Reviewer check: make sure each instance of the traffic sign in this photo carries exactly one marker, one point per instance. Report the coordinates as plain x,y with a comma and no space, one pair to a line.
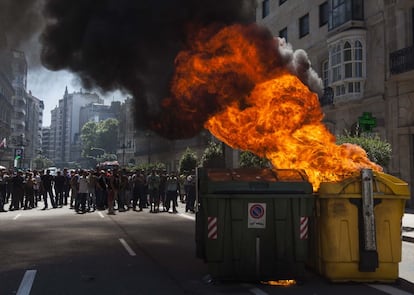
256,215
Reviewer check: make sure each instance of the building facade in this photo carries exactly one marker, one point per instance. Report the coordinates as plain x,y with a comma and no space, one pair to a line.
33,129
65,126
6,97
363,51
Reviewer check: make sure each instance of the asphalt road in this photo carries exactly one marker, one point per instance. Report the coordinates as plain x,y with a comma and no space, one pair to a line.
59,252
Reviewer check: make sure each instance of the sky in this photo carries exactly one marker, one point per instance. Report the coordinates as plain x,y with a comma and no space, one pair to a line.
50,86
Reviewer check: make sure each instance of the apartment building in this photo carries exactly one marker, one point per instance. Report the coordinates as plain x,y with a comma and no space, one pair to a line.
65,126
363,51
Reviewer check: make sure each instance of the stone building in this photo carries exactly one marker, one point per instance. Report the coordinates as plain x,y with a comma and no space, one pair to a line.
146,147
364,53
65,126
6,95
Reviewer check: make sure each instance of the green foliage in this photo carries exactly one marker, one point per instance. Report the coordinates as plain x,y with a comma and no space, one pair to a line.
41,162
188,161
378,151
102,135
107,135
148,167
248,159
88,137
213,156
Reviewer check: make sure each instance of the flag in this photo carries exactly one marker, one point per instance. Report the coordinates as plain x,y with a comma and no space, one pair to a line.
3,143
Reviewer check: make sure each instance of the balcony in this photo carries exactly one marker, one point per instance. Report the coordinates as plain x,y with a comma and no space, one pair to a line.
327,97
402,60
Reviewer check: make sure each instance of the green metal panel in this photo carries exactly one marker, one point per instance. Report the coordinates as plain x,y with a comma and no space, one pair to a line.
239,252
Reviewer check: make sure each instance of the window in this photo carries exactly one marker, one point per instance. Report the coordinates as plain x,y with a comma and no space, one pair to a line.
358,59
283,33
325,73
343,11
412,23
323,13
265,8
346,62
336,60
304,26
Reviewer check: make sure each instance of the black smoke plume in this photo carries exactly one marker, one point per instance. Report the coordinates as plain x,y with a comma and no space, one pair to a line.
128,45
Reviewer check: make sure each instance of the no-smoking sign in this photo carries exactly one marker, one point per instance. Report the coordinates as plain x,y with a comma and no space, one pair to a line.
256,215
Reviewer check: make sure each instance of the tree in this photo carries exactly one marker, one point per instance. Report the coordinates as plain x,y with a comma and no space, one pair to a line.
41,162
102,135
378,151
188,161
89,138
213,156
107,135
248,159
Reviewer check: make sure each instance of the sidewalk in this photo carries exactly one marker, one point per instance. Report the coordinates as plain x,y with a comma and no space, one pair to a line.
408,226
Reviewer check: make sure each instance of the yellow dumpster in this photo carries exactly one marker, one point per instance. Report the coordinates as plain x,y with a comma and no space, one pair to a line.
357,228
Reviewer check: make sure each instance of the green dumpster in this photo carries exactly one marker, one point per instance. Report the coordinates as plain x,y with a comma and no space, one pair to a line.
252,224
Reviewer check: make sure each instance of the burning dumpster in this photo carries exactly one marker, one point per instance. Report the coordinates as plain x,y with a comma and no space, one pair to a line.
252,224
358,228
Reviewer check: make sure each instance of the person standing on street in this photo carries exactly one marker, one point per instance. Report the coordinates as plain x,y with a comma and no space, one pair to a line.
59,188
153,182
17,183
47,188
3,189
191,193
172,191
82,192
29,201
101,191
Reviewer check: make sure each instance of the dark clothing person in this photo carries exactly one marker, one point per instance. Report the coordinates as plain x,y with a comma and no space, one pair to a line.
101,192
59,188
153,182
47,181
29,201
172,190
66,187
139,193
3,190
17,183
190,193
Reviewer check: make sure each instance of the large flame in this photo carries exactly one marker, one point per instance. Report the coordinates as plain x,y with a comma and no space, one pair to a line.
261,106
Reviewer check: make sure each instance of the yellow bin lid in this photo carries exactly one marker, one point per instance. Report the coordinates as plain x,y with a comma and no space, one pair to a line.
383,184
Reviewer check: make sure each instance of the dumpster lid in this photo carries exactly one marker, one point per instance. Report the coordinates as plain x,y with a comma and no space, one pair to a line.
256,174
383,184
254,181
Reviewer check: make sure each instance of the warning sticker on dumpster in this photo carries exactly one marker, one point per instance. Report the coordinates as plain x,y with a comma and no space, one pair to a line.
256,215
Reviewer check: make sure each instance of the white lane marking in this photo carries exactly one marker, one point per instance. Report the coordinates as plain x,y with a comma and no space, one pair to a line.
186,216
126,246
27,282
389,289
254,290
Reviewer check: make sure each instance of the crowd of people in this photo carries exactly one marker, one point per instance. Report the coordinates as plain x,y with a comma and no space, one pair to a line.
89,190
■ ■ ■ ■
(TASK DESCRIPTION): Reproduce each entry verbatim, excluding any embedded images.

(CORRECT RESPONSE):
Reviewer check: make sure each instance of the traffic sign in this photo carries exactly one marker, one point per instance. Report the coordinates as plain x,y with a comma and no space, one pair to a line.
256,215
Reviewer check: make sure each instance of the building facade in this photo carries exactly one marker, one point per instance. Report the coordinates as plain x,y with a comma and no space, one pair to a line.
33,129
65,126
6,97
363,51
Reviewer check: make sure each instance of the asphalt road in this photo carries exactly one marker, one point per instance. Report the coordinates as plain x,y with a comma and no space, one pair to a line.
59,252
Reviewer check: make sure each instance of the sky in this photo carries exactly one marker, one point per instance. Report the coordinates as plain x,y with a comma and no space, one pair to a line.
50,86
Reviewer check: make sure each instance of the apartment building in this photo carries exactly one marker, one point per instance. Report the coordinates as plain x,y with a comma and no space, one pair to a line.
65,126
363,51
Reviewer check: make sure each instance of the stone building in this photo carries exactly one marker, one point per instance. Report the coordinates as plain x,y with a comma and no space, one pair to a line.
146,147
364,53
65,126
6,95
Reviewer check: make sure each instance of the green foliage in this photo carries exactly one marker, one point per instance. Report the coordinates as plain x,y with a comma and no space, one pair to a line.
41,162
188,161
378,151
102,135
107,135
148,167
248,159
88,137
213,156
Reviewer check: make sure each instance of the flag in this photo carries exactly one marker, one point per instance. Report the coordinates as plain x,y with a comma and no space, one pair to a line.
3,143
Reviewer check: make sure each instance of the balcony in this photo carries exactly one marker, one point per instance. Report the coordinates as plain x,y with a comma and no space, one pair to a line.
327,97
402,60
Reviewer check: make sure each instance of the green metal panel in this photo carries exactly one marker, one point per instance. Report the coordinates as plain x,y with a comma and no space, one pair to a line.
239,252
Reviewer check: make sure each instance of the window in this photo carries exactly one marker, one point per instance. Report the coordinates as plain x,y with a comma and no space, one pair to a line.
358,59
283,33
325,73
343,11
412,23
323,13
265,8
346,62
336,60
304,26
Reviewer check: make sure each instance of the black smoke plume in this photo carries exactly one marker, one point per instance. Report the coordinates as plain x,y with a comma and no space, one pair to a line.
128,45
Reviewer check: make sure each instance of the no-smoking sign in this photo carries exactly one marker, one point per instance. Report the coordinates as plain x,y with a comma and no space, one pair to a line.
256,215
Reviewer check: make sure each instance of the tree in this photo carries exactly one marker, one point per instance. Report the coordinates as plain x,y with a comma and no space, one pair to a line.
41,162
102,135
378,151
188,161
89,138
213,156
107,135
248,159
Reviewer check: make sure each instance of the sidewalk in this photo carries exactly one marker, one point per instance. Report the coordinates as plain x,y with a comma and no space, one pair to a line.
408,226
Reviewer check: make sure each instance of the yellow dumpster in this photo carries exactly one marker, one point per instance. Report the coordinates as plain x,y with a comma and no space, one pair to a line.
357,228
Reviewer check: make sure each instance of the green dumpster in this photo carries exactly one marker, one point per instance. Report the coordinates as plain x,y with a comma and no space, one pair to a line.
252,224
Reviewer check: make sure each instance of the burning dumpster in this photo carries exactly one marker, one point per instance. Report the coordinates as plain x,y with a comma and no space, one pair to a line.
252,224
358,228
Reviewer check: make sure each instance of the person standing on street in this photo carries exactly one marker, one point per instance. Report the coordinates as plain x,y with a comma and no space, one pair to a line.
59,188
153,182
17,183
47,188
3,189
191,193
172,191
82,192
29,201
101,191
Reviewer check: make sure each instance of the dark clothing person in this photo carries exactly one marker, one point per instance. Report the coordinates as plain x,y with a comma and no space, one pair to a line.
101,192
59,188
153,182
47,181
29,201
172,190
66,187
139,193
3,190
17,183
190,193
Reviewer check: make sure each instance of the large flame in this photo carries exactly one marker, one point per instance. Report the coordinates as plain x,y with a comma and no space, one pair to a line.
261,106
Reviewer check: make sure each instance of the yellow bin lid in this photo carries exactly one marker, one point per instance. Report the coordinates as plain x,y with a comma and no space, one pair to a line.
383,184
Reviewer check: make sure each instance of the dumpster lid in this photo carries exactly one marker, one point per instance. Report the coordinates as plain x,y with a comma and no space, one pair to a line.
256,174
383,184
254,181
Reviewer check: make sure each instance of the warning sticker on dumpster in this photo carries exactly one marker, one point per instance. Report the coordinates as plain x,y with a comma and no space, one pair to a line.
256,215
Reviewer check: make sure each instance of the white lane marking in this photo carries exactly one marker, one point per instance. Report the coordinates as plain x,y with a comma and no space, one pair to a line.
186,216
126,246
27,282
389,289
254,290
Reviewer check: make sure each instance of the crowd of people in this photo carries exactly one marker, one point per instance. Report the coordinates as plain x,y with a comma and no space, one pair to a line.
89,190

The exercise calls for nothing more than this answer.